GIVEN TEXT:
/---
A conference paper titled "Reader Preferences and Behavior on Wikipedia"[4] deals with the under-studied population of Wikipedia readers. The paper provides a useful literature review on the few studies about reading preference of that group. The researchers used publicly available page view data, and more interestingly, were able to obtain browsing data (such as time spend by a reader on a given page). Since such data is unfortunately not collected by Wikipedia, the researchers obtained this data through volunteers using a Yahoo! toolbar. The authors used Wikipedia:Assessment classes to gauge article's quality.
The paper offers valuable findings, including important insights to the Wikipedia community, namely that "the most read articles do not necessarily correspond to those frequently edited, suggesting some degree of non-alignment between user reading preferences and author editing preference". This is not a finding that should come as much surprise, considering for example the high percentage of quality military history articles produced by the WikiProject Military History, one of the most active if not the most active wikiproject in existence - and of how little importance this topic is to the general population. Statistics on topics popularity and quality of corresponding articles can be seen in Table 1, page 3 of the article. Figure 1 on page 4 is also of interest, presenting a matrix of articles grouped by popularity and length. For example, the authors identify the area of "technology" as the 4th most popular, but the quality of its articles lags behind many other fields, placing it around the 9th place. It would be a worthwhile exercise for the Wikipedia community to identify popular articles that are in need of more attention (through revitalizing tools like Wikipedia:Popular pages, perhaps using code that makes WikiProject popular pages listing work?) and direct more attention towards what our readers want to read about (rather than what we want to write about). Finally, the authors also identify different reading patterns, and suggest how those can be used to analyze article's popularity in more detail.
Overall, this article seems like a very valuable piece of research for the Wikipedia community and the WMF, and it underscores why we should reconsider collecting more data on our readers' behavior. In order to serve our readers as best as we can, more information on their browsing habits on Wikipedia could help to produce more valuable research like this project.
\---
DATA RECORDS:
/---
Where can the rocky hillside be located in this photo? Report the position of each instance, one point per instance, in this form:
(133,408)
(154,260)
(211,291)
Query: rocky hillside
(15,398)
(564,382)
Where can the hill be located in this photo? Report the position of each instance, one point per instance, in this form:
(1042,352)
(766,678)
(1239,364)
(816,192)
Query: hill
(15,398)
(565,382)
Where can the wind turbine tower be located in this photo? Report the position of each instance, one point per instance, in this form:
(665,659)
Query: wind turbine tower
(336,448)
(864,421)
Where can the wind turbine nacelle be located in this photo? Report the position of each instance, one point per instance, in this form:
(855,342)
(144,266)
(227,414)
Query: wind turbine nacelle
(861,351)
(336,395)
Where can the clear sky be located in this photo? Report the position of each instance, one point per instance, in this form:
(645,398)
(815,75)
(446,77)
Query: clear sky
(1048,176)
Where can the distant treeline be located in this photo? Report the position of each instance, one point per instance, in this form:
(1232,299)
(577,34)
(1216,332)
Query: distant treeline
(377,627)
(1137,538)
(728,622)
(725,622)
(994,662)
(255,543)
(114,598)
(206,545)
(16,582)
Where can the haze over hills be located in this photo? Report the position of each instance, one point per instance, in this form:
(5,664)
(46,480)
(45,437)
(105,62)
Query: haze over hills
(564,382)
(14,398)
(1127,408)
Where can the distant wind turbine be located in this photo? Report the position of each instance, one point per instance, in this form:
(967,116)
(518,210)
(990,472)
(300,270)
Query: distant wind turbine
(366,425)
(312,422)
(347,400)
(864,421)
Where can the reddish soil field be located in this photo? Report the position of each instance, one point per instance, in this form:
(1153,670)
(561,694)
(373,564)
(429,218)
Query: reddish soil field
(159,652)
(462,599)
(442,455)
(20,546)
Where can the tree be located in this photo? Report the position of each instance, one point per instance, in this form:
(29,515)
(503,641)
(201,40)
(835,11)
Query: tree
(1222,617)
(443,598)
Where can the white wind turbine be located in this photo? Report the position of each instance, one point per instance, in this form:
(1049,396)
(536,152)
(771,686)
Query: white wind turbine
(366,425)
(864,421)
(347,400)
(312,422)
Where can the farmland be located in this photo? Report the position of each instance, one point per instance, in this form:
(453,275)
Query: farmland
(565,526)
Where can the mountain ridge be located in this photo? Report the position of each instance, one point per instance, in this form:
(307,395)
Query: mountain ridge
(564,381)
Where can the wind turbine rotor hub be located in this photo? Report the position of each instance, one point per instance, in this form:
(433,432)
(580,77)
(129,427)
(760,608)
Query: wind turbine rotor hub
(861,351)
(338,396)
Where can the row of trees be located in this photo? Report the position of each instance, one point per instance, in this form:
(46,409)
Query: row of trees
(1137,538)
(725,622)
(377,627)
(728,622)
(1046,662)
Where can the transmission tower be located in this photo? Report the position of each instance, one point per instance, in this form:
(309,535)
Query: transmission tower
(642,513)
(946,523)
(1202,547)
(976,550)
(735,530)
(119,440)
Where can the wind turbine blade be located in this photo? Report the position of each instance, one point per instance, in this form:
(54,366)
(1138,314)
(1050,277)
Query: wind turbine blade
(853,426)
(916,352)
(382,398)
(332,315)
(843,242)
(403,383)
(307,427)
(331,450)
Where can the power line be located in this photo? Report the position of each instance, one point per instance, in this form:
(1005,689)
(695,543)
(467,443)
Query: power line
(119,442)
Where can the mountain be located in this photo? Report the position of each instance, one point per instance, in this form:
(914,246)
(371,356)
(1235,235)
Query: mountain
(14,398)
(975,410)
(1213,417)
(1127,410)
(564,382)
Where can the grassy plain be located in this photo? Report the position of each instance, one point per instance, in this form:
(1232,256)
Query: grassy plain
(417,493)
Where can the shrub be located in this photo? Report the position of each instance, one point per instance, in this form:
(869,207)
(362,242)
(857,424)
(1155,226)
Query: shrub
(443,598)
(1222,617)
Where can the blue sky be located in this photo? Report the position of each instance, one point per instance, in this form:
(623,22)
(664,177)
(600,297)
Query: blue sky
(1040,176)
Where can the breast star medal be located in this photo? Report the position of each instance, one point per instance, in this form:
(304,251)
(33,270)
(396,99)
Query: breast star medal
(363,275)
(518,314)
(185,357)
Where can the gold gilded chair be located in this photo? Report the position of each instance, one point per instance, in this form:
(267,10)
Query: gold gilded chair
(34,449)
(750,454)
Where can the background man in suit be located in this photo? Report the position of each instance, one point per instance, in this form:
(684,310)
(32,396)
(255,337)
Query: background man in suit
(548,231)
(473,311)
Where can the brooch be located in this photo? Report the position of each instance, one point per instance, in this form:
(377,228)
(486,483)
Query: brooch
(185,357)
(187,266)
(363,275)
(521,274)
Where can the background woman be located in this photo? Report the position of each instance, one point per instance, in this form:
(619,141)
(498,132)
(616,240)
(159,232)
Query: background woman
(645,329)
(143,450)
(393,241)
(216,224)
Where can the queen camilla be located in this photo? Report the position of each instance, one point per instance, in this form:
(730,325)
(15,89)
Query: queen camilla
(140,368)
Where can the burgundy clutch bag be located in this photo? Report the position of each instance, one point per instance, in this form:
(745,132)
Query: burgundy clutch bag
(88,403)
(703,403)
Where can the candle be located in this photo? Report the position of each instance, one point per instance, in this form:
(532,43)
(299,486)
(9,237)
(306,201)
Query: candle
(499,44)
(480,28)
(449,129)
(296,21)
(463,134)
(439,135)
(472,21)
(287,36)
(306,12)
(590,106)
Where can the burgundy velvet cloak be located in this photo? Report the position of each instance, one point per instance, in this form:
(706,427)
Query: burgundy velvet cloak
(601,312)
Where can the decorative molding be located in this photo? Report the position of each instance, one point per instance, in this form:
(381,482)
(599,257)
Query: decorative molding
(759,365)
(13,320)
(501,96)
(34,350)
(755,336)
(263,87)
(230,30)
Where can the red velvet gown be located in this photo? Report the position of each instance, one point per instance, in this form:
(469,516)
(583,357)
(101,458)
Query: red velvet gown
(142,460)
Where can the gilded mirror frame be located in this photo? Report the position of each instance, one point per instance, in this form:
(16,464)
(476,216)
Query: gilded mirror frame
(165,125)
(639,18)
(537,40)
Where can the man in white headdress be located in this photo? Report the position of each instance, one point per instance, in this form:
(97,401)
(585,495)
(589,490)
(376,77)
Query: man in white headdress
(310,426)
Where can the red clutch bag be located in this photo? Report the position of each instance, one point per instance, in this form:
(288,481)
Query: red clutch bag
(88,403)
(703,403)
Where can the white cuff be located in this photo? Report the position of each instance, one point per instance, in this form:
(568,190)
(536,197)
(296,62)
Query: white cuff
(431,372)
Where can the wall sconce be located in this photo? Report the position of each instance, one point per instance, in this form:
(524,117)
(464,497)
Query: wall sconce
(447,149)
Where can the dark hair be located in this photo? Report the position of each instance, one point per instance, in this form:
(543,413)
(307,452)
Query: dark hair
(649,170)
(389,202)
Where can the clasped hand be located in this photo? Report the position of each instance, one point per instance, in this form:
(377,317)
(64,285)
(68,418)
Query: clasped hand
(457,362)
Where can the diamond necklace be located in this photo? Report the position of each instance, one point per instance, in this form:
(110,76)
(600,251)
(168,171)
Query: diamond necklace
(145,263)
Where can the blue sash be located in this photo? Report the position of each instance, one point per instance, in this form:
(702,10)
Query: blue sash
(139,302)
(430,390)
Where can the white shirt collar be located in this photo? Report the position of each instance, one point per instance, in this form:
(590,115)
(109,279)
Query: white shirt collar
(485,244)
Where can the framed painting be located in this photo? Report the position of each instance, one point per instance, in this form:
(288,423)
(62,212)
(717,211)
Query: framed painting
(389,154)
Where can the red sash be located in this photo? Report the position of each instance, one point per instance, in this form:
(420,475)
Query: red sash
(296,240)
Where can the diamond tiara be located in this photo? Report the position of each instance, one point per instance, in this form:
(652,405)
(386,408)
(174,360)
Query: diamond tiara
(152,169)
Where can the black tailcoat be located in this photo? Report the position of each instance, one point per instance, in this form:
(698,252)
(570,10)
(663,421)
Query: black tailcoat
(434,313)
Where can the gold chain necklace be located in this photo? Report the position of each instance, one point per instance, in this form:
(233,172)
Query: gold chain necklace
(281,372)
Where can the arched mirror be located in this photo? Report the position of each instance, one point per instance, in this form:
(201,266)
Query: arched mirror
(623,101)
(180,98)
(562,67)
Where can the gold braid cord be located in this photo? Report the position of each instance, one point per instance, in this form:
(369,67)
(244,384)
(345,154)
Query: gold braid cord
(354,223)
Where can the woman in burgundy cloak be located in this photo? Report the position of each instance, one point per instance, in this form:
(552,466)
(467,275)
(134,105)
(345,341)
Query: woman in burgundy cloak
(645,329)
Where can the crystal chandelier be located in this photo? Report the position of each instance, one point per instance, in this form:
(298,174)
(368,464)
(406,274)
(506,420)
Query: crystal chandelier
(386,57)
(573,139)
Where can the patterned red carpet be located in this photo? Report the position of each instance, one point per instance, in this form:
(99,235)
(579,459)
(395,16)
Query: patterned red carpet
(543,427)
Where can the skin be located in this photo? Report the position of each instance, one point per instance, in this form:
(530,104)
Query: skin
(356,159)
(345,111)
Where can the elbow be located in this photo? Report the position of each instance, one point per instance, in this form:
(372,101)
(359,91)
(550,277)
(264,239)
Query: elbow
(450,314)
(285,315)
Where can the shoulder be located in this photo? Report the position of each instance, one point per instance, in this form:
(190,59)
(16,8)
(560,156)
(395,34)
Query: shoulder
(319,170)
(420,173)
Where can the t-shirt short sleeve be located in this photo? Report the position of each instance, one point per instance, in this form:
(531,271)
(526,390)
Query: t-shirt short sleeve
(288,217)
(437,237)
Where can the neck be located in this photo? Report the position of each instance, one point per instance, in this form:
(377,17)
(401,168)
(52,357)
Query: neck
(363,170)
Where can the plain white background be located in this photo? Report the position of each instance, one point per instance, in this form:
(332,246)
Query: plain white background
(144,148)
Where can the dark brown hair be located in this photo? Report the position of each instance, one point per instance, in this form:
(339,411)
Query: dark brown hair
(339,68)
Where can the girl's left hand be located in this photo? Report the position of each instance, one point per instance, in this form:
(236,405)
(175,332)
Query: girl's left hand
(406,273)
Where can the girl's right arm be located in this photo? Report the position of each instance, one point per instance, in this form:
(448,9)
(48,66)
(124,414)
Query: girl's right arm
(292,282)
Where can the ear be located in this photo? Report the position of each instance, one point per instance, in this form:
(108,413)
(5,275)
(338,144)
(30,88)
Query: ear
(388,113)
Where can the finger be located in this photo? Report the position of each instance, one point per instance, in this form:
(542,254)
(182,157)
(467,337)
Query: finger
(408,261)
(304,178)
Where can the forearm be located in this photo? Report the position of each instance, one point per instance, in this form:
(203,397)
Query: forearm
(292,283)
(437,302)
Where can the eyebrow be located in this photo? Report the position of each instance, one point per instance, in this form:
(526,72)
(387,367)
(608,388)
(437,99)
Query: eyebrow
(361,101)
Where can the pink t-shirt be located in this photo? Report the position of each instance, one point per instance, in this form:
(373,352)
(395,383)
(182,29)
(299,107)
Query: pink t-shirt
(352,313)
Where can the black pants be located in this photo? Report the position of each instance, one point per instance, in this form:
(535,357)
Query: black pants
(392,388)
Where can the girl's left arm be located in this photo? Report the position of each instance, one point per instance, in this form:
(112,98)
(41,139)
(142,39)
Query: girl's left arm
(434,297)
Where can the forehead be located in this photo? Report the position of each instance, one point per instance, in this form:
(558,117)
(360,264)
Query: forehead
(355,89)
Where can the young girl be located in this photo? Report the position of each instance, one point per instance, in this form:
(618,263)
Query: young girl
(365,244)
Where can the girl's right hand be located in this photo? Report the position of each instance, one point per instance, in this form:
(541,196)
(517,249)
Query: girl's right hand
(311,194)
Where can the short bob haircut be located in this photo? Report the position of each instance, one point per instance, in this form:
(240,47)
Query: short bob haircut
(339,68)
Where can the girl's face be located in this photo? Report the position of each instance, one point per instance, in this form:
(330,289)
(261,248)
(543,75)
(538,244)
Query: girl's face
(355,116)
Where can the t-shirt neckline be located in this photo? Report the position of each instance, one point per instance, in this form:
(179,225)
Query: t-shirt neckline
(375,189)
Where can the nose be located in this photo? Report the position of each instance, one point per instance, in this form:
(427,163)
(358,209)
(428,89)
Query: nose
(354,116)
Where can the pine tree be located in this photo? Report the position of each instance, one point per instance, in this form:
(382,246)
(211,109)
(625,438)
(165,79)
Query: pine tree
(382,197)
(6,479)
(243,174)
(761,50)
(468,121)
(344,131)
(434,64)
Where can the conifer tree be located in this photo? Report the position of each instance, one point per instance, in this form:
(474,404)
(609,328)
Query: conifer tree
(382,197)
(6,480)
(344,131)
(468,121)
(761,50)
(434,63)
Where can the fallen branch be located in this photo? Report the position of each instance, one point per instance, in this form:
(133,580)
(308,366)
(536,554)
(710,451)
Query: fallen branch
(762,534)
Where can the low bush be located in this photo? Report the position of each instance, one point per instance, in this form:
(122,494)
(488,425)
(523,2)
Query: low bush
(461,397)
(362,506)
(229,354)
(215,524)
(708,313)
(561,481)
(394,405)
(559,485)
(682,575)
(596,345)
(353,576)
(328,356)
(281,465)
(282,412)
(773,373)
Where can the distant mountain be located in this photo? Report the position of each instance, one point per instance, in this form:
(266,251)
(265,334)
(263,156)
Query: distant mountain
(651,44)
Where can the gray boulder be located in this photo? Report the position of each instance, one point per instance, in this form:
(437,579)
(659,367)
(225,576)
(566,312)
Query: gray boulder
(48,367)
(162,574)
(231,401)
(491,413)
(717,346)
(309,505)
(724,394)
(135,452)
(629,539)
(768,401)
\---
TASKS TO CARRY OUT:
(1) According to the review of the Wikipedia reader paper, how did the researchers obtain browsing data?
(2) Transcribe the stretch of the review of the Wikipedia reader paper from "A conference paper" through "gauge article's quality.".

SOLUTIONS:
(1) They obtained it through volunteers using a Yahoo! toolbar.

(2)
A conference paper titled "Reader Preferences and Behavior on Wikipedia"[4] deals with the under-studied population of Wikipedia readers. The paper provides a useful literature review on the few studies about reading preference of that group. The researchers used publicly available page view data, and more interestingly, were able to obtain browsing data (such as time spend by a reader on a given page). Since such data is unfortunately not collected by Wikipedia, the researchers obtained this data through volunteers using a Yahoo! toolbar. The authors used Wikipedia:Assessment classes to gauge article's quality.